» **Excerpt to read**
Contact Data Architecture¶
Created: 2026-01-01 Status: Documentation of current state + recommendations
Implementation Plan: See CONTACT-DATA-IMPLEMENTATION-PLAN.md for detailed implementation steps.
Key Decisions (2026-01-01)¶
- i360 IS the list for clients that have it - bootstrap from voter file
- User lists become header for clients without i360 - iteratively updated
- Human-readable PID - 6-character code using serial.py approach
- Simple matching for MVP - Name + Address + ZIP (0.95) or Name + City (0.70)
- Configurable threshold - Default 75%, stored in integration_setting
Overview¶
This document describes the three types of contact data in the CampaignBrain ecosystem, how they are stored, and how they connect (or should connect) together.
The Three Data Sources¶
1. i360 Voter File (Baseline)¶
Location: /opt/campaignbrain/shared/data/i360.db (symlinked per tenant)

» **Excerpted data**

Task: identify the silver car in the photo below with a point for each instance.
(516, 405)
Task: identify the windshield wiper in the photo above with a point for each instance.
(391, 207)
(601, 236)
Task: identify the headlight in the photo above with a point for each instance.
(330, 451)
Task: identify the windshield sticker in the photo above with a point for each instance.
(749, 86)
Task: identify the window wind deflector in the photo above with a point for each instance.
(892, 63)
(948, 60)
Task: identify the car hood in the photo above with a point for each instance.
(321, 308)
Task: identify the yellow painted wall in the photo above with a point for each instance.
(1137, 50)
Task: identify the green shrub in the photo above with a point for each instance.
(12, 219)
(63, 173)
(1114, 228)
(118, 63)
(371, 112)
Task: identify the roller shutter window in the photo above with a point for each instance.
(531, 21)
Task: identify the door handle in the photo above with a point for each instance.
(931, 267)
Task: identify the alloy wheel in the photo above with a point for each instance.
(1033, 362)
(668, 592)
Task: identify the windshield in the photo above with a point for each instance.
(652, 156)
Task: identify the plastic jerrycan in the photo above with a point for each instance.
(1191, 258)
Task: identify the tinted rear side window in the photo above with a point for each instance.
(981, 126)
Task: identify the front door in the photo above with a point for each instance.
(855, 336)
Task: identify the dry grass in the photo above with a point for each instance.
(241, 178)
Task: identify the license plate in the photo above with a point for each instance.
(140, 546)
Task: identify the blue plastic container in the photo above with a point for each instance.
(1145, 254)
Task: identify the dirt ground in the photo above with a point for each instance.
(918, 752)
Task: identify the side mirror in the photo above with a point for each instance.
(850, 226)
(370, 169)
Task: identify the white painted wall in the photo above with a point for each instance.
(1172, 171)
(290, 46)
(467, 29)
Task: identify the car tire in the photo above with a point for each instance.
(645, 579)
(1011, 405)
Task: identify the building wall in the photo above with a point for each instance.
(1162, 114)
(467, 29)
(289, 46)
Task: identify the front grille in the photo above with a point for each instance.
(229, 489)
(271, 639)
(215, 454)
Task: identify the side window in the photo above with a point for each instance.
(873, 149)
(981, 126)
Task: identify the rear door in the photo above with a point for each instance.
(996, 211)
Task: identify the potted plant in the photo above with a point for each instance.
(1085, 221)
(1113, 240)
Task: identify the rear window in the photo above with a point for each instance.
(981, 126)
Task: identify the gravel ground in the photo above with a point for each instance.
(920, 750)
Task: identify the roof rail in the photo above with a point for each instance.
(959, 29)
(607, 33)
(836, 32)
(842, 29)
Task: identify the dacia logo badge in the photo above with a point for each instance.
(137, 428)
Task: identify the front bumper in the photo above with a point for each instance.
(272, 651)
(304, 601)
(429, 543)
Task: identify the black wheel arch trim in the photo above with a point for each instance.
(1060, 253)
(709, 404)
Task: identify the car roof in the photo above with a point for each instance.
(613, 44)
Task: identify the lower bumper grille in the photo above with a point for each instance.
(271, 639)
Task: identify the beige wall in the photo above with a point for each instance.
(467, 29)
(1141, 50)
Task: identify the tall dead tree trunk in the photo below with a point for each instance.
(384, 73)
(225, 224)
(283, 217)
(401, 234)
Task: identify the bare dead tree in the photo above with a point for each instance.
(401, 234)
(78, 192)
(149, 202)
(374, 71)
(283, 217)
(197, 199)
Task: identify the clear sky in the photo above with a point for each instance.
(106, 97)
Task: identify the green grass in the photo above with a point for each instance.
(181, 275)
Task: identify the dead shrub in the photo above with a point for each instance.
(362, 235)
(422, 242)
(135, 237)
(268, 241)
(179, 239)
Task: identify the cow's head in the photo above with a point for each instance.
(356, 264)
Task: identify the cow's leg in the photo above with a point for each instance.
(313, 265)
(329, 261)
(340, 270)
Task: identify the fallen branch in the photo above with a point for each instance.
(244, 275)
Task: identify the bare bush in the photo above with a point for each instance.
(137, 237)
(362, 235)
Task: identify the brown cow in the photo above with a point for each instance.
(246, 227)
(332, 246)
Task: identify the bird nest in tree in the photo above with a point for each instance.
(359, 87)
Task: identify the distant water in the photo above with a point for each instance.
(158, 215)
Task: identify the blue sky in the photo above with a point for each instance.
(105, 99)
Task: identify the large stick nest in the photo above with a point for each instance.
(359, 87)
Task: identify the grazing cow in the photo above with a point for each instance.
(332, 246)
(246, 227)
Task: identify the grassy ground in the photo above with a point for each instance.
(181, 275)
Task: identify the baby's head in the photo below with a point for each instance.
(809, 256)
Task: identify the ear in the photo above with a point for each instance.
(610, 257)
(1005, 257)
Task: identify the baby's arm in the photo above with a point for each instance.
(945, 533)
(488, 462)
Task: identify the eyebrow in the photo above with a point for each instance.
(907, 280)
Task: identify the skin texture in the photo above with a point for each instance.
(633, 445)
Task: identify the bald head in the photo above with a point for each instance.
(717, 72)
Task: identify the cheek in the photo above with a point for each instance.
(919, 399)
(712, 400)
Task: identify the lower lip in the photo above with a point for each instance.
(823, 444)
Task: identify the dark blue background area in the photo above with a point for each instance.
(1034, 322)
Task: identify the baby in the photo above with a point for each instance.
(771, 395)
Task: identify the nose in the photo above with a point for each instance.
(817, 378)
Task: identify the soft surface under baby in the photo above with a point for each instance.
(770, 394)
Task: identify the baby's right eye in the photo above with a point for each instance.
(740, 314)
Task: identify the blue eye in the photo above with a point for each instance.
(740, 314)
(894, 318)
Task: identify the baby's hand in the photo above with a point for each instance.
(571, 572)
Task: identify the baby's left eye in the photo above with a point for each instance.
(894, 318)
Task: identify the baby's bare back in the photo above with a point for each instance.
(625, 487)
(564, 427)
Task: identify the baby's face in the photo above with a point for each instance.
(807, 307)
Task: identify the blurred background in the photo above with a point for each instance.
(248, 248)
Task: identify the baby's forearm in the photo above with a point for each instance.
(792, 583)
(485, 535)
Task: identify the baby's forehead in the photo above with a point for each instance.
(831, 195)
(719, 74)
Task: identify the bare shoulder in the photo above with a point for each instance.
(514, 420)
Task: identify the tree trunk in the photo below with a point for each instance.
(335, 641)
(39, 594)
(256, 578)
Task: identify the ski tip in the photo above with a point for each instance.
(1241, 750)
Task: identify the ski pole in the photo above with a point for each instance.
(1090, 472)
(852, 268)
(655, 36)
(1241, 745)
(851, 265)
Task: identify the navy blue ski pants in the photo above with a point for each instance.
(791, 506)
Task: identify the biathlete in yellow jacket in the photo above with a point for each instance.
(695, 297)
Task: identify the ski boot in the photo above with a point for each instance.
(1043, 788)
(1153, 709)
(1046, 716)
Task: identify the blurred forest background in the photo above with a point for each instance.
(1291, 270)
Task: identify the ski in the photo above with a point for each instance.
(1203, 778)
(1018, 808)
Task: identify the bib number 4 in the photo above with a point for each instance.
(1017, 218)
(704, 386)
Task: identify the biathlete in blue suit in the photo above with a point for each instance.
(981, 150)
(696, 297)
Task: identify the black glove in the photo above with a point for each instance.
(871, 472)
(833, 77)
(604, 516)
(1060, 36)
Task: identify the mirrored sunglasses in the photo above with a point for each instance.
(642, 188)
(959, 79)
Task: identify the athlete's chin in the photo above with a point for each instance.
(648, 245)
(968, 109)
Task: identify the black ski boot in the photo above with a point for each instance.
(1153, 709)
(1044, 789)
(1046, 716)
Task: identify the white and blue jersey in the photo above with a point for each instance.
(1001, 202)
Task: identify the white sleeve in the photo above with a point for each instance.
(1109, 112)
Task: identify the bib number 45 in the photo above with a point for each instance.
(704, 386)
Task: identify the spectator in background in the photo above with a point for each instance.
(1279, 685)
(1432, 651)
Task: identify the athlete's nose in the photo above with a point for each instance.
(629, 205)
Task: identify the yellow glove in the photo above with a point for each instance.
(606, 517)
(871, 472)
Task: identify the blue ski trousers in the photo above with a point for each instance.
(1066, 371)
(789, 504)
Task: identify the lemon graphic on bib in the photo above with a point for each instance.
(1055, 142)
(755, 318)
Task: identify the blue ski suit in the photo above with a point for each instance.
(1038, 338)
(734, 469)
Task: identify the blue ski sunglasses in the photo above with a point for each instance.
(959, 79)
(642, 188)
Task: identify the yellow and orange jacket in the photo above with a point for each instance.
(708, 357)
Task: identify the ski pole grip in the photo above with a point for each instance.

» **Directive A**
The contact data architecture page lists decisions under "Key Decisions (2026-01-01)". Give the short heading of each one, meaning the words before its dash.
» **Directive B**
Write the next part of the contact data architecture page, picking up right after its last line.

» **Task response A**
- i360 IS the list for clients that have it
- User lists become header for clients without i360
- Human-readable PID
- Simple matching for MVP
- Configurable threshold

» **Task response B**
Structure:
| Field | Type | Description |
|-------|------|-------------|
| svid | BIGINT | State Voter ID - Primary key, unique per state |
| first_name | VARCHAR | |
| last_name | VARCHAR | |
| city | VARCHAR | |
| county | VARCHAR | |
| state | VARCHAR | |
| zip_code | BIGINT | |
| cell_phone | VARCHAR | |
| email_mydata | VARCHAR | From i360's MyData enrichment |
| party | VARCHAR | Registered party |
| gender | VARCHAR | |
| birth_year | INTEGER | |
| ethnicity | VARCHAR | |
| 48 total columns | | Scores, voting history, demographics |
Volume: 8.2M records (Florida state file)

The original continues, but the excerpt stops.